На роль бывшего инженера Николая Павловича Старобогатова Прошкин пробовал Георгия Юматова и Вацлава Дворжецкого. Последний сам сидел и посему многое видел и знал. Но режиссер столкнулся с парадоксом: опыт и знания только мешали Дворжецкому. Так уж устроен человек, что ему все тяжелое в своей жизни свойственно романтизировать. Беседуя с людьми, отсидевшими многие годы в лагерях, Прошкин слышал не ужасы, не кошмарные воспоминая, а смешные истории... Дворжецкий тоже не хотел ни разумом, ни чувствами возвращаться в ГУЛАГ.

— В ГУЛАГе Копалычей было немало, — говорит режиссер. — Смолоду они были очень активными, это люди дела — созидатели. Режим использовал такие личности, а потом они начинали мешать системе — их ломали и уничтожали.

“Старобогатов Николай Павлович, английский шпион, инженер в прошлом, главный...” — представляет своего героя Анатолий Папанов. Копалыч — из тех мирных людей, что всю жизнь обходились словами, без кулаков. Его забрали в 39-м: “был за границей — значит, шпион...” Четырнадцать лет он провел в лагерях, и все, что смог через пятнадцать лет принести его родным Басаргин, были оставшиеся от Копалыча очки в старомодной оправе...

Сам Папанов никогда не сидел. Но однажды, во время войны, на шарикоподшипниковом заводе, где юный Анатолий работал литейщиком, кто-то украл детали. “Замели” тогда всю бригаду. Просидев в Бутырках девять суток, Анатолий понял, каково быть несвободным. “Я всю жизнь боялся, что за мной придут... Забирали одного моего товарища за другим...” — рассказывал он Александру Прошкину на съемках “Холодного лета...”.

— Это чувство — “накоротке с бедой” — и побудило Анатолия Папанова взяться за роль Копалыча, — говорит режиссер. — А ведь его упорно отговаривали от съемок в нашей картине, он играл в театре, вел курс в ГИТИСе... Папанов настаивал: “Меня эта тема очень волнует — я в ней многое могу сказать...”

— Слух о том, что у нас в картине снимается Папанов, моментально разнесся в Карелии по всей округе, — вспоминает режиссер. — Как только мы принимались устанавливать свет, к нашему полуострову начинали съезжаться со всех берегов моторные лодки. Мы орали на них в рупор: откуда могли в 1953 году в кадре появиться моторки?.. Надо сказать, что народная любовь ему на съемках сильно мешала.

— Однажды около гостиницы мы с Анатолием Папановым ждали машину, чтобы ехать на съемки, — рассказывает Нина Усатова. — Вдруг слышу разговор двух местных мужиков: “Он, точно он”. Они подошли, что-то спросили у Папанова, чтобы услышать его голос, и расплылись в улыбке: “Точно, волк...” Потом скупили в книжном киоске кипу журналов, открыток, и Папанов добрых полчаса расписывался на этой макулатуре для всей деревни.

Краткое задание A: Перепишите фрагмент о съемках фильма от слов «На роль бывшего» до слов «ломали и уничтожали.», заменив «Прошкин» на «Александр Прошкин».
Краткое задание B: Допишите продолжение фрагмента о съемках фильма, начиная сразу после его последнего предложения.

Необработанные строки:

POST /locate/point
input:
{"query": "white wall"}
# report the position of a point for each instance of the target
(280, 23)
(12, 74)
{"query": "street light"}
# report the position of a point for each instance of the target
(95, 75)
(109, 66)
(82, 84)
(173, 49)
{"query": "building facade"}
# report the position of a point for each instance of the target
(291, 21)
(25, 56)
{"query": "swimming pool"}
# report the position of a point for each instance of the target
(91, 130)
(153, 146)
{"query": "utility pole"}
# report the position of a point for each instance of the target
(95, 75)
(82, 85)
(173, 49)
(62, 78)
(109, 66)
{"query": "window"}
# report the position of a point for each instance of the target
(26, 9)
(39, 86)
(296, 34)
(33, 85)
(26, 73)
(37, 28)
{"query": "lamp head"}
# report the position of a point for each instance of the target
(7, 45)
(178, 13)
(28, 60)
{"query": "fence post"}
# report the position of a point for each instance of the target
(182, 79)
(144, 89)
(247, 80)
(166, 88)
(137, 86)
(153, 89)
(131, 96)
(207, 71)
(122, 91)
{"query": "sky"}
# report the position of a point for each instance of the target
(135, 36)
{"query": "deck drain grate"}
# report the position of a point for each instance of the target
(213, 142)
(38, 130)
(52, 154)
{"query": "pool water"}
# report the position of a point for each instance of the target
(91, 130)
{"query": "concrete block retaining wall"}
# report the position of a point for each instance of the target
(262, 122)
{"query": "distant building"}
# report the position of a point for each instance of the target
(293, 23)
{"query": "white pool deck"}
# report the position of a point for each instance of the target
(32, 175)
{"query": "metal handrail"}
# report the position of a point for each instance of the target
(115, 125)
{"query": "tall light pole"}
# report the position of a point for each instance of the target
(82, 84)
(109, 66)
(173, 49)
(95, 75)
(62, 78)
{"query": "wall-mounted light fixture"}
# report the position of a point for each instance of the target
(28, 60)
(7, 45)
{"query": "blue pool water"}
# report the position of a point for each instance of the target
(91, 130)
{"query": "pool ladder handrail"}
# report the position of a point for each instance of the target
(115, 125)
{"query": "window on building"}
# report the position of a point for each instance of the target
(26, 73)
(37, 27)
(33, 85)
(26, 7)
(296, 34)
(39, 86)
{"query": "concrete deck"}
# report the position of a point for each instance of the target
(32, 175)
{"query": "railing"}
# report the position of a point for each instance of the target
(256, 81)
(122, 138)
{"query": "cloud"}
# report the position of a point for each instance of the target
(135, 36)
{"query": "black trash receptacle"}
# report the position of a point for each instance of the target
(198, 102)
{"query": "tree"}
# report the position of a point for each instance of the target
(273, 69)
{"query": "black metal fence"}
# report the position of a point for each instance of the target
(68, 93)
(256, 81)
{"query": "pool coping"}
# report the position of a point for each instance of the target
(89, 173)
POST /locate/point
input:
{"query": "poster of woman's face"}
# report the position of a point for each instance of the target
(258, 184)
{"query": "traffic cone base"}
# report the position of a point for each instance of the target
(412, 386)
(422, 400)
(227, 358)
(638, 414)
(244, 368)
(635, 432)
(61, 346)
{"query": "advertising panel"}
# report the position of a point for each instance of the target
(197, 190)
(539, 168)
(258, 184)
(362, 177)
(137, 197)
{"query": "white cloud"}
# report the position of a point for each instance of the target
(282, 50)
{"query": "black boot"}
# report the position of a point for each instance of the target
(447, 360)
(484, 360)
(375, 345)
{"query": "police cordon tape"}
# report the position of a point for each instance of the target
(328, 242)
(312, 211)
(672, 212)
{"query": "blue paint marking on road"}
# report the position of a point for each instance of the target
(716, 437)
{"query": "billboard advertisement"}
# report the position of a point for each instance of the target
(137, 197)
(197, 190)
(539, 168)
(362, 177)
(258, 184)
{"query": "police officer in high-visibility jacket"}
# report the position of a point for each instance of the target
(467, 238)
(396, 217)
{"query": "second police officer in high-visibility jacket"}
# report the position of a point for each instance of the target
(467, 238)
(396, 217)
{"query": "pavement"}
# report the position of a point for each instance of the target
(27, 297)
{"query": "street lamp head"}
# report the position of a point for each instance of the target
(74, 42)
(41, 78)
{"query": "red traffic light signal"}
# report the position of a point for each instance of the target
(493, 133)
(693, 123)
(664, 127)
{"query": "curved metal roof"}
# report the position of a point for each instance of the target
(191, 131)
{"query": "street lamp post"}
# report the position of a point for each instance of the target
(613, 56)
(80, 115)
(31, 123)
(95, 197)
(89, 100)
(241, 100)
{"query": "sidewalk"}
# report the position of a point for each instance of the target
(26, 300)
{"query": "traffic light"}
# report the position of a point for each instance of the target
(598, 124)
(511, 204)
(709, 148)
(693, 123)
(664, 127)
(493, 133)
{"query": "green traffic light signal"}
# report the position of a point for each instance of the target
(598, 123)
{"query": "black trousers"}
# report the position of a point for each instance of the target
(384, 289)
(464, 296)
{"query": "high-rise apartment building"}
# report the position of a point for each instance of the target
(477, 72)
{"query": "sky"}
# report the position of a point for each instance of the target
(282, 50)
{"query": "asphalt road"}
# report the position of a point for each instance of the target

Итоговый результат A:
На роль бывшего инженера Николая Павловича Старобогатова Александр Прошкин пробовал Георгия Юматова и Вацлава Дворжецкого. Последний сам сидел и посему многое видел и знал. Но режиссер столкнулся с парадоксом: опыт и знания только мешали Дворжецкому. Так уж устроен человек, что ему все тяжелое в своей жизни свойственно романтизировать. Беседуя с людьми, отсидевшими многие годы в лагерях, Александр Прошкин слышал не ужасы, не кошмарные воспоминая, а смешные истории... Дворжецкий тоже не хотел ни разумом, ни чувствами возвращаться в ГУЛАГ.

— В ГУЛАГе Копалычей было немало, — говорит режиссер. — Смолоду они были очень активными, это люди дела — созидатели. Режим использовал такие личности, а потом они начинали мешать системе — их ломали и уничтожали.

Итоговый результат B:
— Мне кажется, что он предчувствовал свою смерть, — тихо говорит режиссер. — Он все время говорил: “Саша, покажи мне мою могилку...” Я горячился: “Да бросьте вы, что за шутки такие!..” Но Папанов настаивал: “Нет, ты отведи меня...” Мы шли к холмику, где в фильме был “похоронен” его герой — Копалыч. Он долго стоял над могилой, молчал, думал. О смерти он говорил как очень мудрый человек, безо всякого мистического страха.

Получилось так, что мы закончили снимать фильм на несколько дней раньше, чем планировали, и Папанов тут же засобирался домой. Перед гастролями в Риге у него выдалось три свободных дня, мы стали уговаривать его остаться, отдохнуть: рядом было потрясающее озеро, чистейший воздух... Но ему нужно было успеть пробить для студентов общежитие.

Через три дня мы получаем телеграмму из Риги: “Почему задерживаете Папанова? Он срывает гастроли...” Мы стали звонить в Москву — к телефону в квартире никто не подходит... Потом нашли его дочь, вскрыли дверь и нашли его в ванне мертвым. Разгоряченный, он встал под холодный душ, и у него случился сердечный приступ... Я до сих пор не могу избавиться от ощущения, что судьба его героя — Копалыча — стала точкой в собственной жизни Папанова.

“Больше всего я не любила черные трусы своей героини”

Единственным человеком, кто способен был пробудить интерес к жизни у политического ссыльного Басаргина, стала нелепая рыжая деревенская девочка, которая, кроме северной деревни, ничего в жизни не видела. “Это был интерес не мужчины, не человека, который долгое время жил в изоляции, — говорит режиссер. — Это был человеческий интерес. Кроме девчушки Саши, Басаргин на острове не видит больше людей. Бывшего капитана и девчонку сближает жажда впечатлений. Угасающего мужчину притягивает в Саше энергия молодого существа. Басаргин, в свою очередь, единственный человек, который способен что-то открыть девочке, рожденной в захолустье”.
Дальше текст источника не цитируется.